**给定指令 A**
请把下面给定文段中以“韩愈与孟郊有《莎栅联句》诗”开头的那一段改写成条目清单,内容要更简短,主要事实须保留。

**给定文段**

****

韩愈与孟郊有《莎栅联句》诗:“冰溪时咽绝,风枥方轩举。(韩愈)此处不断肠,定知无断处(孟郊)”韩孟间联句作品甚多,最盛者为元和元年间,六月韩愈任国子博士,孟郊也从溧阳尉回长安赴调,二人与张籍、张彻等人有《纳凉联句》《同宿联句》《秋雨联句》《雨中寄孟刑部几道联句》等。而《莎栅联句》则写于韩愈分司东都至元和六年赴长安之间,此期间孟郊仕历偃蹇,又连失三子,其内心煎熬和苦痛想而可见,而此时韩愈的仕途却大有起色,历任河南令、职方员外郎。故联句中韩愈虽有“冰溪时咽绝”的凄冷之语,然很快振起,“风枥方轩举”言风吹永昌河边的栎树,枝叶翻飞,正有冲天之势。而孟郊此时并无轩翥之心,加之本喜穷愁寒瘦之语,故联道:“此处不断肠,定知无断处。”行旅途中,所见所历,人生况味尽融入其中,故莎栅虽为小小驿站,但却承载着无尽的人生感喟和精神体验。又权德舆有《发硖石路上却寄内》诗:“莎栅东行五谷深,千峰万壑雨沈沈。细君几日路经此,应见悲翁相望心。”莎栅驿周围群山合抱,又逢连雨,此时行旅途中,沉郁低沉的情绪可想而知。故寄语内人,抒思念之情。后二句用“遥想”方法透过一层写,写几日后其夫人再经此道,当感到是日自己独行莎栅时的相思之情。巧设机关,深情款款,与“何当共剪西窗烛,却话巴山夜雨时”(李商隐《夜雨寄北》)同一机杼。

****

**记录集**
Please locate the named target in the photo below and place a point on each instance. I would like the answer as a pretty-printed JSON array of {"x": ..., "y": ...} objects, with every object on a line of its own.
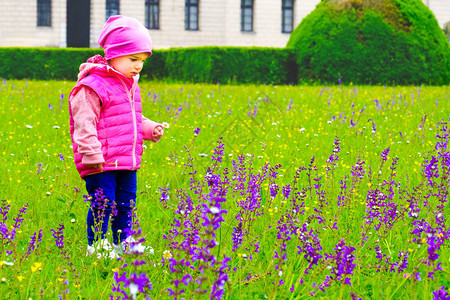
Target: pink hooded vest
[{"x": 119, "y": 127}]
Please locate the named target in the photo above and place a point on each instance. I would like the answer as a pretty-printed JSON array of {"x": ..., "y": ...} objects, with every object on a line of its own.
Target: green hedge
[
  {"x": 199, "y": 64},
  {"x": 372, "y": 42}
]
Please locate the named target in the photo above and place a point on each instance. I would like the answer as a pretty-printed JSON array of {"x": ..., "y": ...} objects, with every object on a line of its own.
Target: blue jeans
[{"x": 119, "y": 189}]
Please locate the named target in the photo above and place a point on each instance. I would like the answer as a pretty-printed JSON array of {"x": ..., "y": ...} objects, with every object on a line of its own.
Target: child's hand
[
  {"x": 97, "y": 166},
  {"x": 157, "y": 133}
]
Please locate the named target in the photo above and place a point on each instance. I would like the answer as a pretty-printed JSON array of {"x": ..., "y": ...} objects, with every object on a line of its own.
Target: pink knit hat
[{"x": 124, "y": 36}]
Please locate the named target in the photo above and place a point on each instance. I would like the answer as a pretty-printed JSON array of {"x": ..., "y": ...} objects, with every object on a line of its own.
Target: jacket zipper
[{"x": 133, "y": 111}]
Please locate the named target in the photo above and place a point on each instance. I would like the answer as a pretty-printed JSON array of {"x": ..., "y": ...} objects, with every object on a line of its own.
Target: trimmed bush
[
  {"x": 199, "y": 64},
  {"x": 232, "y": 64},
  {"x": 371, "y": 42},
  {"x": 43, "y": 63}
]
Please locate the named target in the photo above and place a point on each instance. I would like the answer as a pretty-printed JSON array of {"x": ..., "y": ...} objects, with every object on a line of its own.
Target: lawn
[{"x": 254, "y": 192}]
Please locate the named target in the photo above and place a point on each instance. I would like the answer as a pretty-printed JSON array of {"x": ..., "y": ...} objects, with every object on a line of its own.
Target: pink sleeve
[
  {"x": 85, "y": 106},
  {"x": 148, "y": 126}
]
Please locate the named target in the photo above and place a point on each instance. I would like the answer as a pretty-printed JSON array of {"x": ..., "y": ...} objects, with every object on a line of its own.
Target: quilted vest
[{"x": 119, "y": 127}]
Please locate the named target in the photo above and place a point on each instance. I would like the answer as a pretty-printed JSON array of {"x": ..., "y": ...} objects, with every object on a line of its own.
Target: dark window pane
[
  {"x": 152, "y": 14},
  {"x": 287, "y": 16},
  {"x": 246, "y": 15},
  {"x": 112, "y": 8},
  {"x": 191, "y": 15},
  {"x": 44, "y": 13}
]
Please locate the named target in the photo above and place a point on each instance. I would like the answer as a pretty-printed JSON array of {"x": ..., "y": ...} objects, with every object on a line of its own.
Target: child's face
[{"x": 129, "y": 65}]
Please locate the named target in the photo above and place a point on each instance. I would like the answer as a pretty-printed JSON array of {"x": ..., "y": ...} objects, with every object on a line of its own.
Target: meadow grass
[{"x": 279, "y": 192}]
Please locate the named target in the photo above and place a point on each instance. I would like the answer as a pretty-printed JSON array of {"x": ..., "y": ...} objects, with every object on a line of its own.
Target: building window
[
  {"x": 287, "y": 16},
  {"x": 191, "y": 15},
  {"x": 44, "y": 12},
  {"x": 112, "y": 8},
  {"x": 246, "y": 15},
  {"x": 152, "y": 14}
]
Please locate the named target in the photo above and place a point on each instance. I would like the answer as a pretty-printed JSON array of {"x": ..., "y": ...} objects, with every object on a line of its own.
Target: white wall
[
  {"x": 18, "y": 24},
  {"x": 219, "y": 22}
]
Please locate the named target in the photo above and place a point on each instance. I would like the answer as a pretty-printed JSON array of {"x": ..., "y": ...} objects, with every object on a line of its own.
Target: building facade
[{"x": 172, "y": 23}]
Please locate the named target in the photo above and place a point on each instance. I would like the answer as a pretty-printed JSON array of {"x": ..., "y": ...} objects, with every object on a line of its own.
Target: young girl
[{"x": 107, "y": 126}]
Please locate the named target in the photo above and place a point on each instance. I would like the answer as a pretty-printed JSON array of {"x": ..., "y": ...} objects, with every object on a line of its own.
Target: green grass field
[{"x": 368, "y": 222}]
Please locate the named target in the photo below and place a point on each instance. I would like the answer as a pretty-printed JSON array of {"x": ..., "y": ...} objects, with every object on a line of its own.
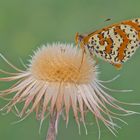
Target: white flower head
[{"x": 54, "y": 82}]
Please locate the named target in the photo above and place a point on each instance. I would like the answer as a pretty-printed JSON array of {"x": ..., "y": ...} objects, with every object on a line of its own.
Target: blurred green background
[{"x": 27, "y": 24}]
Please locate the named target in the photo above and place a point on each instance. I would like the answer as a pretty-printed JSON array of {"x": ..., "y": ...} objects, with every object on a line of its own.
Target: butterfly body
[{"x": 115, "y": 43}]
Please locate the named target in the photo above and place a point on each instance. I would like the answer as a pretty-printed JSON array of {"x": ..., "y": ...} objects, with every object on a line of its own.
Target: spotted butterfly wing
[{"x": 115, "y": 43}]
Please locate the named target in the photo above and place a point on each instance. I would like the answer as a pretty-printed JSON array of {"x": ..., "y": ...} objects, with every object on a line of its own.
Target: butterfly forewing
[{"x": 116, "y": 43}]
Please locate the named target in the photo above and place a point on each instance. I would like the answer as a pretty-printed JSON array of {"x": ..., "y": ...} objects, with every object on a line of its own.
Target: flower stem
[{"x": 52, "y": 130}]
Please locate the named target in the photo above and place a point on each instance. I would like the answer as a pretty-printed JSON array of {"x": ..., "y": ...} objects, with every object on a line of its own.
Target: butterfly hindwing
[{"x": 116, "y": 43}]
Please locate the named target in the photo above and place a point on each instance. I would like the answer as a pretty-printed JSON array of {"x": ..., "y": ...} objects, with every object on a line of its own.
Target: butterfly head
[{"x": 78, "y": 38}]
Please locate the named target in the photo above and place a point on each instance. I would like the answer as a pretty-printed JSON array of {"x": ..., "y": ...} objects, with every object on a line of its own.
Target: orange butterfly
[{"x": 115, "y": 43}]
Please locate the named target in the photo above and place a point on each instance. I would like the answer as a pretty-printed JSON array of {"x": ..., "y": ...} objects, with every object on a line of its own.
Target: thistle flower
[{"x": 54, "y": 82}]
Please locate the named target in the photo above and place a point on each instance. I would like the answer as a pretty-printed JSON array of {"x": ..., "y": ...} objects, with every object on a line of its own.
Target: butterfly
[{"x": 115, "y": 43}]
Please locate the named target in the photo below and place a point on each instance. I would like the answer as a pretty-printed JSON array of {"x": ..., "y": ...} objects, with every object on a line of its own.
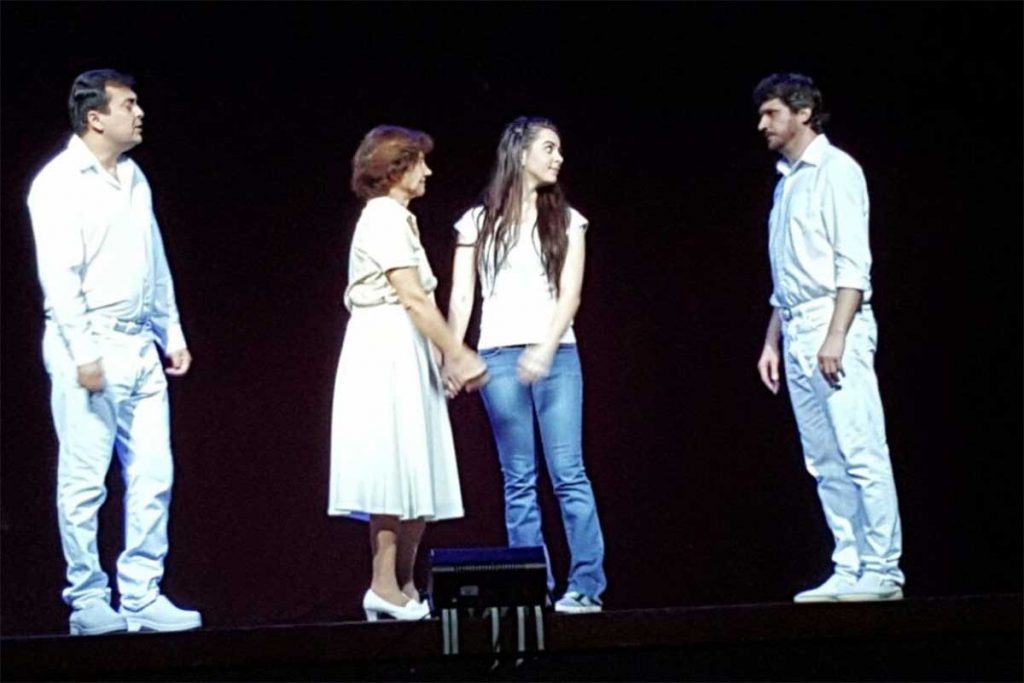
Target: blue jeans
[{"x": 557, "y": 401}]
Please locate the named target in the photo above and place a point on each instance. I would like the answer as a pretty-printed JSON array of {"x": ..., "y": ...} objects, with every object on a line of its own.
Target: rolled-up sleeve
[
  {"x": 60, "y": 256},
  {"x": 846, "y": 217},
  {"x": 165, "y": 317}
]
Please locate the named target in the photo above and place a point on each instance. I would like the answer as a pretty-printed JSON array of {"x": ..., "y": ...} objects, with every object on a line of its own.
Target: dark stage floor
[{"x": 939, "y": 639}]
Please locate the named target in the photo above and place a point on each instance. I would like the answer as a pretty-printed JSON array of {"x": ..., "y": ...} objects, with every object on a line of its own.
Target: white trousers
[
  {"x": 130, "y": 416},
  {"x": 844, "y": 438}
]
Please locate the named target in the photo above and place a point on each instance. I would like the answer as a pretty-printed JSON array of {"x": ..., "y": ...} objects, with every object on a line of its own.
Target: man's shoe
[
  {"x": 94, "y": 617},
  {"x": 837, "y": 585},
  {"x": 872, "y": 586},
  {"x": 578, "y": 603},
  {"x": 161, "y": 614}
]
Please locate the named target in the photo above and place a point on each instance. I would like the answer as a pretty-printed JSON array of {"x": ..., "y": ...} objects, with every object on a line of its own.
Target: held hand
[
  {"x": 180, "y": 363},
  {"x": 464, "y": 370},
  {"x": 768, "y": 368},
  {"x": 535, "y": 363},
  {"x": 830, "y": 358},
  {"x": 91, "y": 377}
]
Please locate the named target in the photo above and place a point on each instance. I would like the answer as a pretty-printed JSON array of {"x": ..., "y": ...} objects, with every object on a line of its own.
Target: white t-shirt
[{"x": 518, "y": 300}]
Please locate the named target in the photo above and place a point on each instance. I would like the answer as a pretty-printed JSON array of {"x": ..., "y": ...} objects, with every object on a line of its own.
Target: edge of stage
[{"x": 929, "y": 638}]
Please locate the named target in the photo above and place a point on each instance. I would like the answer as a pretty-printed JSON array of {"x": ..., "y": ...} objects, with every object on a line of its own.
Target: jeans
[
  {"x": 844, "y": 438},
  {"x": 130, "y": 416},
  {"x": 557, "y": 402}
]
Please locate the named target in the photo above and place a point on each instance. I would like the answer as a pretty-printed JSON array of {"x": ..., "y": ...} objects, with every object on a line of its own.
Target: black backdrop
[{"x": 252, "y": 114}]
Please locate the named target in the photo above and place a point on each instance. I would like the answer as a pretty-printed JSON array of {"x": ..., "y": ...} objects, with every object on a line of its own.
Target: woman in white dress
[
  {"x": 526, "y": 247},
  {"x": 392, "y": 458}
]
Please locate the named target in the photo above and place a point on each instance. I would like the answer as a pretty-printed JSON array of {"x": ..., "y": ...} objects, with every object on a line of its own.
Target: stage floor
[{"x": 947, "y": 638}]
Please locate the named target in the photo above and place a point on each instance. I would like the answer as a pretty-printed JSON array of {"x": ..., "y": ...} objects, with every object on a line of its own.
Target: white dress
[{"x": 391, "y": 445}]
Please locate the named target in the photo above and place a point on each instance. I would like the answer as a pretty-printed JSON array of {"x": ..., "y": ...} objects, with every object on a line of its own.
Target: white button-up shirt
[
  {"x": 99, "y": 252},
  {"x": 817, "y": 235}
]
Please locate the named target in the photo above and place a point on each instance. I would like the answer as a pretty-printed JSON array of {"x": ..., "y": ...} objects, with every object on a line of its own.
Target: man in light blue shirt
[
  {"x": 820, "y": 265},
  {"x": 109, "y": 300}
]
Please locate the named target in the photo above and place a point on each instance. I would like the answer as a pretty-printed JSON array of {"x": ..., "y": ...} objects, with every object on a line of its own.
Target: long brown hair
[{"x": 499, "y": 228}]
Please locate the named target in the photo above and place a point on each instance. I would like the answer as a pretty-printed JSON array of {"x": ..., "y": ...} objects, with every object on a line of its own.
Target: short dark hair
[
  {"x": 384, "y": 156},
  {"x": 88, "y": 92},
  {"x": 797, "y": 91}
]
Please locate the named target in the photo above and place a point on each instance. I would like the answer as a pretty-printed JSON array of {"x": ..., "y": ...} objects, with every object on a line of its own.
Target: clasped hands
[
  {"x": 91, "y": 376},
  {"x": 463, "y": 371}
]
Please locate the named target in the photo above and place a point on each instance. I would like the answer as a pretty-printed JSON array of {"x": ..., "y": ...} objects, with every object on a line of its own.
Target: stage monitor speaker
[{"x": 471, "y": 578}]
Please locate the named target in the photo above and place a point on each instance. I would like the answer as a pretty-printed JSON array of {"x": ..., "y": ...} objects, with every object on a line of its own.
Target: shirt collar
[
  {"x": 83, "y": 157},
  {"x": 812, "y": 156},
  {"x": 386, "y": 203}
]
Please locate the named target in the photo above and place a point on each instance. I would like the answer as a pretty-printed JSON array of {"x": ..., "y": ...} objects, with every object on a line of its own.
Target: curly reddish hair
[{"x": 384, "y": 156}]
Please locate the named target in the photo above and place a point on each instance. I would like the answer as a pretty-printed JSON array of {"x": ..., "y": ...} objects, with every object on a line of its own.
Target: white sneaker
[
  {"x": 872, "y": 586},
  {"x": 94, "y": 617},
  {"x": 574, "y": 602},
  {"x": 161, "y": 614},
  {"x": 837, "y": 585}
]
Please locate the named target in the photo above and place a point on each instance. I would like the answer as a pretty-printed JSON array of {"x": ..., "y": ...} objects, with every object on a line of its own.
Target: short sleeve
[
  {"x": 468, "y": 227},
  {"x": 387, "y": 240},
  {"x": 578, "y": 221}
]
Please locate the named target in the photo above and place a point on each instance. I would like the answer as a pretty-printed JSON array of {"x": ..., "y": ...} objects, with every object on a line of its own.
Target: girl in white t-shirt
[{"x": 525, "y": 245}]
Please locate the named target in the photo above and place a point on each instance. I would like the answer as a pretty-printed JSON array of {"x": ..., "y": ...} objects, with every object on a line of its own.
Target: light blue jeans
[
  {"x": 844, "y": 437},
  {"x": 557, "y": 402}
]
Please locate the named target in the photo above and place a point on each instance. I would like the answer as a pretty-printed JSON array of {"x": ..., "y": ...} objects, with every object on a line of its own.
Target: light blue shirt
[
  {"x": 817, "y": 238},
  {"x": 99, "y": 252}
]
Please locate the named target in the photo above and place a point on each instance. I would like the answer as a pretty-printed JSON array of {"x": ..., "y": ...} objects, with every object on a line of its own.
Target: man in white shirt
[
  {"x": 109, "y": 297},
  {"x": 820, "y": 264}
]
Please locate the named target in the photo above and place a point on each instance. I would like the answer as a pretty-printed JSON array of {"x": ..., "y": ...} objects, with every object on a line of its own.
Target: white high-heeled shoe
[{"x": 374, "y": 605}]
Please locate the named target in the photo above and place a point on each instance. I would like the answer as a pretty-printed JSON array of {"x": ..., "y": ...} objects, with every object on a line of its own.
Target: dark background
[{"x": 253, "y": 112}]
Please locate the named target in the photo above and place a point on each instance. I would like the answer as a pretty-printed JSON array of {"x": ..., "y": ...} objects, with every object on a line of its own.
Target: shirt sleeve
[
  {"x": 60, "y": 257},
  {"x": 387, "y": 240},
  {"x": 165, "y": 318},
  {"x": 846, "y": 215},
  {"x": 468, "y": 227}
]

****

**给定指令 B**
从上面的行中筛选出所有含有字符串“dark”的行,并逐行照抄下来。

**正确答案 A**
- 韩愈与孟郊有《莎栅联句》。韩愈联“冰溪时咽绝,风枥方轩举”,孟郊联“此处不断肠,定知无断处”。
- 韩、孟联句作品甚多,最盛在元和元年间。当年六月韩愈任国子博士,孟郊从溧阳尉回长安赴调。二人与张籍、张彻等人作有《纳凉联句》《同宿联句》《秋雨联句》《雨中寄孟刑部几道联句》等。
- 《莎栅联句》写于韩愈分司东都至元和六年赴长安之间。其时孟郊仕历偃蹇,又连失三子。韩愈则仕途大有起色,历任河南令、职方员外郎。
- 因此韩愈虽有凄冷之语,但很快振起,以风吹永昌河边栎树、枝叶翻飞写冲天之势。孟郊并无轩翥之心,又本喜穷愁寒瘦之语,故联出断肠之句。
- 旅途所见所历与人生况味融入诗中,莎栅虽为小小驿站,却承载着无尽的人生感喟和精神体验。
- 权德舆有《发硖石路上却寄内》。莎栅驿周围群山合抱,又逢连雨,诗人在旅途中情绪沉郁,于是寄语内人,抒发思念之情。
- 该诗后二句用“遥想”方法,写几日后夫人再经此道时,当感到诗人独行莎栅时的相思之情。这与李商隐《夜雨寄北》“何当共剪西窗烛,却话巴山夜雨时”同一机杼。

**正确答案 B**
Target: dark window pane
Target: dark stage floor
Target: short dark hair
Target: dark background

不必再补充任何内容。